Reading text:
Content starts
It's been a tough go of it this summer for a faction of Portland purists.
While each week seems to carry word of yet another institution of Old Portland closing down to make room for some new condo building (think Magic Gardens, The Matador, even the downtown Jackpot Records—not to mention Slabtown at the end of this month), there's been an unspoken but palpable urge to bring things back down to earth a bit—to create anew from the underground. It's in that headspace that the Lose Yr Mind mini-festival resided, whether the organizers were aware of it or not.
Content ends
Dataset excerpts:
Content starts
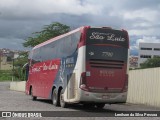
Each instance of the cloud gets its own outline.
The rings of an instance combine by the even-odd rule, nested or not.
[[[65,13],[82,15],[98,14],[100,6],[81,0],[1,0],[0,10],[3,16],[38,16],[43,14]],[[95,9],[96,8],[96,9]]]
[[[132,38],[130,50],[131,52],[136,52],[136,55],[138,54],[139,43],[160,43],[160,38],[155,36],[143,36],[140,38]]]
[[[147,41],[146,37],[159,39],[159,11],[159,0],[0,0],[0,42],[4,43],[0,47],[20,40],[18,48],[31,33],[58,21],[72,29],[84,25],[126,29],[130,49],[137,50],[137,42]]]

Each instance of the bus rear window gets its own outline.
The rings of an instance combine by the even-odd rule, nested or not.
[[[90,28],[88,29],[86,36],[86,45],[112,44],[128,47],[128,34],[125,31],[104,28]]]

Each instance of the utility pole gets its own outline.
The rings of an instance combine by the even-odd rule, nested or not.
[[[2,52],[0,51],[0,70],[1,70],[1,56],[2,56]]]

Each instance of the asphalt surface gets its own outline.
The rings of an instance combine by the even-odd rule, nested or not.
[[[135,104],[115,104],[107,105],[102,110],[96,108],[84,108],[83,105],[70,105],[69,108],[55,107],[50,100],[38,98],[32,101],[29,95],[23,92],[9,90],[9,82],[0,82],[0,111],[17,111],[17,112],[38,112],[49,111],[47,114],[54,114],[54,117],[42,118],[0,118],[0,120],[19,120],[19,119],[33,119],[33,120],[160,120],[160,117],[110,117],[116,112],[123,111],[160,111],[160,108],[149,107],[145,105]],[[77,116],[76,116],[77,115]],[[63,117],[62,117],[63,116]]]

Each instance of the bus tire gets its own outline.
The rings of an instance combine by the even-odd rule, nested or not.
[[[59,95],[57,94],[56,89],[52,92],[52,103],[54,106],[59,106]]]
[[[98,109],[103,109],[104,106],[105,106],[105,103],[98,103],[98,104],[96,104],[96,107]]]
[[[33,88],[32,87],[31,87],[31,98],[32,98],[33,101],[37,99],[36,96],[33,96]]]
[[[93,103],[84,103],[83,104],[83,107],[86,108],[86,109],[92,109],[94,108],[95,104]]]
[[[60,106],[62,108],[67,108],[68,107],[68,104],[64,101],[63,90],[60,91]]]

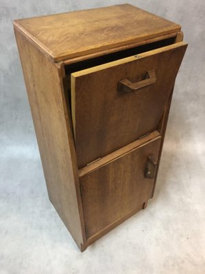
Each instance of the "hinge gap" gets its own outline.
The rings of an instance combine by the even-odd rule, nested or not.
[[[100,159],[101,159],[101,158],[99,157],[99,158],[94,160],[94,161],[92,161],[92,162],[89,162],[88,164],[87,164],[86,166],[89,166],[90,164],[93,164],[97,161],[99,161]]]
[[[150,134],[150,132],[146,133],[146,134],[143,135],[142,136],[139,137],[138,139],[142,139],[144,137],[147,136],[147,135]]]

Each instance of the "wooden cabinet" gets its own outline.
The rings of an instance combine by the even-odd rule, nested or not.
[[[14,27],[49,197],[84,251],[153,197],[187,45],[128,4]]]

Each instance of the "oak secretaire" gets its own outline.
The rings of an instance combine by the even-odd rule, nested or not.
[[[84,251],[153,197],[187,45],[128,4],[14,27],[49,199]]]

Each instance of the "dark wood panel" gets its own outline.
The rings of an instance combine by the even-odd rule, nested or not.
[[[177,43],[71,74],[71,109],[78,167],[156,129],[186,48]],[[119,82],[156,81],[130,93]]]
[[[129,4],[16,20],[22,34],[56,62],[179,32],[181,27]]]
[[[89,238],[141,208],[152,197],[154,178],[145,177],[147,158],[158,160],[160,137],[80,177]]]
[[[61,69],[15,34],[49,199],[81,248],[82,209]]]

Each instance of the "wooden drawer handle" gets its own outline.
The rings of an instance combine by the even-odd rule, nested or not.
[[[145,86],[150,86],[156,82],[156,77],[154,70],[149,71],[145,74],[145,79],[136,83],[132,83],[128,79],[120,81],[118,83],[117,90],[121,92],[132,92],[138,90]]]
[[[145,177],[153,179],[155,175],[156,169],[157,162],[154,158],[154,154],[150,154],[147,157],[145,169]]]

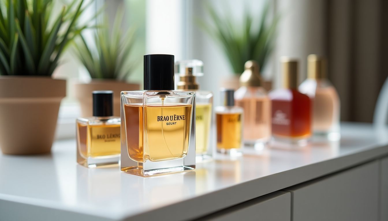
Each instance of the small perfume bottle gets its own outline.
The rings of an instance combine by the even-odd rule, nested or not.
[[[244,110],[234,106],[234,91],[221,91],[224,106],[215,107],[217,127],[217,151],[230,155],[239,154],[242,146]]]
[[[174,89],[174,56],[144,56],[144,91],[122,91],[121,170],[148,176],[195,168],[195,93]]]
[[[175,72],[179,74],[180,91],[196,92],[196,152],[197,162],[210,159],[212,150],[209,148],[213,94],[210,91],[200,91],[196,81],[197,76],[203,75],[203,63],[199,60],[187,60],[175,63]]]
[[[299,91],[313,102],[313,132],[314,134],[338,140],[340,135],[340,98],[326,78],[326,60],[316,55],[307,58],[308,78],[299,86]]]
[[[261,86],[259,67],[255,61],[245,63],[241,87],[234,93],[236,105],[244,109],[244,142],[250,145],[265,143],[271,136],[271,101]]]
[[[113,116],[113,92],[93,92],[93,116],[77,119],[77,162],[88,167],[120,160],[120,118]]]
[[[298,61],[283,57],[283,88],[269,93],[272,135],[275,140],[303,146],[311,135],[311,103],[298,91]]]

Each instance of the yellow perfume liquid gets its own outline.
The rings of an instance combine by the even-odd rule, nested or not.
[[[125,105],[130,158],[144,162],[147,160],[158,161],[185,156],[189,147],[191,108],[191,105],[187,105],[144,107]]]
[[[87,125],[77,123],[79,151],[85,158],[120,153],[120,125]]]
[[[217,149],[241,147],[242,130],[240,113],[217,113]]]
[[[196,152],[206,154],[210,134],[211,104],[197,104],[196,106]]]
Content ends
Problem description: Summarize the Portland passage in two sentences. Please rely on the Portland passage alone, not the listing.

Expected answer: This summer has been hard for some Portland purists, as Old Portland institutions such as Magic Gardens, The Matador and the downtown Jackpot Records keep closing to make room for new condo buildings. Meanwhile there has been an unspoken but palpable urge to create anew from the underground, and the Lose Yr Mind mini-festival resided in that headspace, whether its organizers were aware of it or not.